*Passage:*

------------------------------------------------------------

So why should Buddhist teachers who preach compassion, non-violence, the faults of desire and not harming others engage in such relationships? Some claim it would be for “the student’s benefit” and a “practice” but why then people are damaged, and feel really in pain and suffering after having been “benefited” [by often highly manipulative methods] to have sex with their teachers?


In case there is an extreme rare case where there is really no harm or even benefit, one can expect that there also won’t be someone who will report about the sorrow, lamentation, suffering, distress, and agitation they have gone through.)[2]

This Sunday I found time to read the summery of the Sogyal saga “Behind the Thankas” by Mary Finnigan. It made me utter sad.

I find it also questionable that the Tibetan Community, including His Holiness the Dalai Lama, just don’t speak up and allow by their silence that what appears to be an egomaniac, damaging behaviour[3] can continue.

It could be that Rigpa and their officials have been successful to spread the pacifying image that Sogyal would have “settled, having a woman and a child now”, and this led towards a spiritless state of mind where Buddhists and Buddhist leaders alike started to relax, thinking the old stories are past and the issue sorted out by a change of Sogyal. But it appears that it has not settled and that the abuse continues.

I think, it is not the time to further support this by continuing the silence. A collective silence is an action, and such an action allows the continuation of these harming actions. That’s why I would like to encourage everybody to read the report by Mary Finnigan “Behind the Thankas” and to watch the documentary Sex Scandals In Religion – In The Name Of Enlightenment by Cogent/Benger.


If there is an awareness that such a behaviour is unacceptable and highly damaging this could create a shift so that the continuation of it is halted and finally stopped. Another possibility is that further court cases against Sogyal could be a means to stop him.

It is unacceptable for me if the spiritual friend (Kalyanamitra) who has been described by the Buddha of having the function to release the disciple “from being subject to aging, sickness, death, sorrow, lamentation, suffering, distress, and agitation” does the opposite, and burdens the disciple with “aging, sickness, death[4], sorrow, lamentation, suffering, distress, and agitation” in the name of Buddhism.

------------------------------------------------------------

*Study material:*

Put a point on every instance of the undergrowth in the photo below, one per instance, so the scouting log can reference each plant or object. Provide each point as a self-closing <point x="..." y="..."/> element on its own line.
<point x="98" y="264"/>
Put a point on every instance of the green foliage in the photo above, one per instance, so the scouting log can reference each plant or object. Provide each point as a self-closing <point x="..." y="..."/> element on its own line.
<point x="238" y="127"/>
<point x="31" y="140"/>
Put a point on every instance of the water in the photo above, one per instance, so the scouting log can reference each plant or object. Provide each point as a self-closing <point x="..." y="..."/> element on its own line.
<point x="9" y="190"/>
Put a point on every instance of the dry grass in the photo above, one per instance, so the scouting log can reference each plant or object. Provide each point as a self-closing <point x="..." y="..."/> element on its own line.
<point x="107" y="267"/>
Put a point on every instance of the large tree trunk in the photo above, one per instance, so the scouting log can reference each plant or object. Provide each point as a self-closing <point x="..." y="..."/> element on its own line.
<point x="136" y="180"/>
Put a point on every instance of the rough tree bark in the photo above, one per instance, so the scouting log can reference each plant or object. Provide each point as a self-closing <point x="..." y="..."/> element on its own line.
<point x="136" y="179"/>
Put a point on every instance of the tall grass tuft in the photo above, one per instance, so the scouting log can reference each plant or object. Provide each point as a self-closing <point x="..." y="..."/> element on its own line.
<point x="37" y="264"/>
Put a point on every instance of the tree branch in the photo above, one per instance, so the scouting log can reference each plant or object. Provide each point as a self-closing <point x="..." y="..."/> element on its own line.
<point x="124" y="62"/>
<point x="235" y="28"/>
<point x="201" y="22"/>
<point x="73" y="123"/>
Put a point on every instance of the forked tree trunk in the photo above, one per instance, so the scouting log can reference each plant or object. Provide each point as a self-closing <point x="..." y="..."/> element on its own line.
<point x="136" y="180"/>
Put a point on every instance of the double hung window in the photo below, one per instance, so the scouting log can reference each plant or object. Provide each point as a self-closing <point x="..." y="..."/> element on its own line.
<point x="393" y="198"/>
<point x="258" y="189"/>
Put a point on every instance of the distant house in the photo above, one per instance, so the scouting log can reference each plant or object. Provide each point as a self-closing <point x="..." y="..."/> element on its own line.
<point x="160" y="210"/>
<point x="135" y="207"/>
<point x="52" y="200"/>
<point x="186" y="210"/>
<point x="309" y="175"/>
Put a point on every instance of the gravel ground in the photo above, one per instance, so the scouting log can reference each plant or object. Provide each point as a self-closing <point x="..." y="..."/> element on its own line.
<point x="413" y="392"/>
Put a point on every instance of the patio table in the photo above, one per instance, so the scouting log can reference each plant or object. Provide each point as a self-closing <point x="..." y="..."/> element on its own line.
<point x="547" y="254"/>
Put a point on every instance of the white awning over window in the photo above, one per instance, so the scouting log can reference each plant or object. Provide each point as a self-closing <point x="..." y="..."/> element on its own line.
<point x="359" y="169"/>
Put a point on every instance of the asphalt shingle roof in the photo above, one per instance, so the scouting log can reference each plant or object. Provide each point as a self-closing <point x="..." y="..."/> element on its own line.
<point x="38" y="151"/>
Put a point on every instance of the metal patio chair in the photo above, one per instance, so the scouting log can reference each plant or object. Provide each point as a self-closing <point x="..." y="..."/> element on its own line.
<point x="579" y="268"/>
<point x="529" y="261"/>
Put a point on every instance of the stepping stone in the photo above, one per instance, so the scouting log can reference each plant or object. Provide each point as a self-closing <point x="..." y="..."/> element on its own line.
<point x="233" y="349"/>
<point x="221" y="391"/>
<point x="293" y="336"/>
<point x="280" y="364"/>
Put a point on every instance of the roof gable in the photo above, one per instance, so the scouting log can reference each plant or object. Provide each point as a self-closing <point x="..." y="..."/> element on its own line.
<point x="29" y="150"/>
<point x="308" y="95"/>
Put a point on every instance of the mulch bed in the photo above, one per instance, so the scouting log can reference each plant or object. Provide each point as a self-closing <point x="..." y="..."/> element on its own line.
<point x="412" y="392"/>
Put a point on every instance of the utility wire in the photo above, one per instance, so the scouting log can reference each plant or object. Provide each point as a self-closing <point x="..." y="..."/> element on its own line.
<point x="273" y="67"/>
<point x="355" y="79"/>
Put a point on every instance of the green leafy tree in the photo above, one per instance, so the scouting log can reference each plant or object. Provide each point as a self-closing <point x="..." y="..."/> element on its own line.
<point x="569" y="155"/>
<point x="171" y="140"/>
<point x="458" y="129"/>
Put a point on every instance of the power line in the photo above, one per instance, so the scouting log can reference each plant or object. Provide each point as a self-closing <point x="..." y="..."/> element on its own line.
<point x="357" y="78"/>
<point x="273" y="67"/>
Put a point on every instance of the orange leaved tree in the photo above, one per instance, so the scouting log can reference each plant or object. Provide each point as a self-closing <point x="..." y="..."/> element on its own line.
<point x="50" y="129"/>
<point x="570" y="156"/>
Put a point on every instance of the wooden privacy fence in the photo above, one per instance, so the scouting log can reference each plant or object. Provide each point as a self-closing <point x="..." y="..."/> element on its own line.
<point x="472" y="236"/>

------------------------------------------------------------

*Required action A:* Print the passage about Sogyal from "In case there" up to and including "me utter sad.", keeping every word and mark unchanged.
*Required action B:* Condense the paragraph of the passage about Sogyal that begins "It could be that Rigpa" into a short bulleted list that keeps its main facts.

*Expected answer A:*
In case there is an extreme rare case where there is really no harm or even benefit, one can expect that there also won’t be someone who will report about the sorrow, lamentation, suffering, distress, and agitation they have gone through.)[2]

This Sunday I found time to read the summery of the Sogyal saga “Behind the Thankas” by Mary Finnigan. It made me utter sad.

*Expected answer B:*
- Rigpa and its officials may have succeeded in spreading the pacifying image that Sogyal had "settled, having a woman and a child now."
- This may have led Buddhists and Buddhist leaders to relax, thinking the old stories were past and the issue resolved by a change in Sogyal.
- It appears, however, that things have not settled and the abuse continues.